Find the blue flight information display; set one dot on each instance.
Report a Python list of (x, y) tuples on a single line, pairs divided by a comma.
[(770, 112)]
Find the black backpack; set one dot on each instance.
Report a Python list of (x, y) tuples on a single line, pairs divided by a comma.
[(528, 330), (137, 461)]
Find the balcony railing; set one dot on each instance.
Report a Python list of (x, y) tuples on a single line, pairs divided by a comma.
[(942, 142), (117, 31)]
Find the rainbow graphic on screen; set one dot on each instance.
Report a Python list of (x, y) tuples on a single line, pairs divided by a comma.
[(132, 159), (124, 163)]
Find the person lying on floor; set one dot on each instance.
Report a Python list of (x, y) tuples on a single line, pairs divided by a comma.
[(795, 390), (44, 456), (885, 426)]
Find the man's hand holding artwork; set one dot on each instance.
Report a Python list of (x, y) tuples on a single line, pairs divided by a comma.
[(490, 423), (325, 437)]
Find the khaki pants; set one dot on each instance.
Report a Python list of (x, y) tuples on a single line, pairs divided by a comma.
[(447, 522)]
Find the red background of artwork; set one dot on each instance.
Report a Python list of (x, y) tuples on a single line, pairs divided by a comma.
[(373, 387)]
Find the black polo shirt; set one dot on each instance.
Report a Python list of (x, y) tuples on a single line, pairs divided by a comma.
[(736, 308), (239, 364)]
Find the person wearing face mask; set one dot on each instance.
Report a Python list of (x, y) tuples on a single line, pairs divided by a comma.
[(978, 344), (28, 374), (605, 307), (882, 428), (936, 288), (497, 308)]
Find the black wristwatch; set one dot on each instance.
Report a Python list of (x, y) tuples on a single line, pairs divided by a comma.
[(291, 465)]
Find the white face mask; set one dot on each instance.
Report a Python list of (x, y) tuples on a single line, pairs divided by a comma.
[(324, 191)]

### Exercise directions
Render the material above as a Markdown table with the columns Row and Line. Number each line in order and omit any blank lines.

### Solved exercise
| Row | Line |
|---|---|
| 1 | Find the blue flight information display; set one dot on each instance. |
| 2 | Report a Python list of (x, y) tuples on a single line, pairs divided by a comma. |
| 3 | [(770, 112)] |
| 4 | Find the black backpack; set one dot on each instance. |
| 5 | Report a Python list of (x, y) tuples on a single line, pairs divided by a comma. |
| 6 | [(528, 330), (137, 461)] |
| 7 | Find the balcony railing; set one dot on each instance. |
| 8 | Report a Python list of (x, y) tuples on a single line, pairs divided by a comma. |
| 9 | [(942, 142), (117, 31)] |
| 10 | Find the rainbow graphic on screen; set one dot on each instance. |
| 11 | Report a Python list of (x, y) tuples on a single line, pairs divided by a comma. |
| 12 | [(132, 159), (124, 163)] |
| 13 | Find the person lying on floor; set one dot on each instance. |
| 14 | Report a Python list of (x, y) tuples on a single line, pairs divided by a comma. |
| 15 | [(795, 390), (44, 456), (885, 426)] |
| 16 | Find the man's hand holding artwork; set one dot on each instance. |
| 17 | Report a Python list of (x, y) tuples on a single line, pairs divided by a comma. |
| 18 | [(490, 423), (325, 437)] |
| 19 | Find the khaki pants; set one dot on each instance. |
| 20 | Report a Python list of (x, y) tuples on a single line, pairs divided by a comma. |
| 21 | [(447, 522)] |
| 22 | Find the red background of artwork; set one dot on each instance. |
| 23 | Report a Python list of (x, y) tuples on a single line, pairs divided by a comma. |
| 24 | [(373, 387)] |
| 25 | Find the black polo shirt; set one dot on each instance. |
| 26 | Report a Python list of (x, y) tuples on a single line, pairs divided by a comma. |
| 27 | [(736, 308), (239, 364)] |
| 28 | Find the person wearing face mask; set one dot on each instance. |
| 29 | Report a Python list of (x, y) tuples on a single line, pairs divided by a comma. |
| 30 | [(978, 344), (28, 374), (605, 307), (882, 428), (936, 288), (497, 308)] |
| 31 | Find the black wristwatch; set one dot on each instance. |
| 32 | Report a Python list of (x, y) tuples on a single line, pairs divided by a comma. |
| 33 | [(291, 465)] |
| 34 | Find the white face mask; set one dot on each instance. |
| 35 | Report a Python list of (x, y) tuples on a single line, pairs divided by a comma. |
| 36 | [(324, 191)] |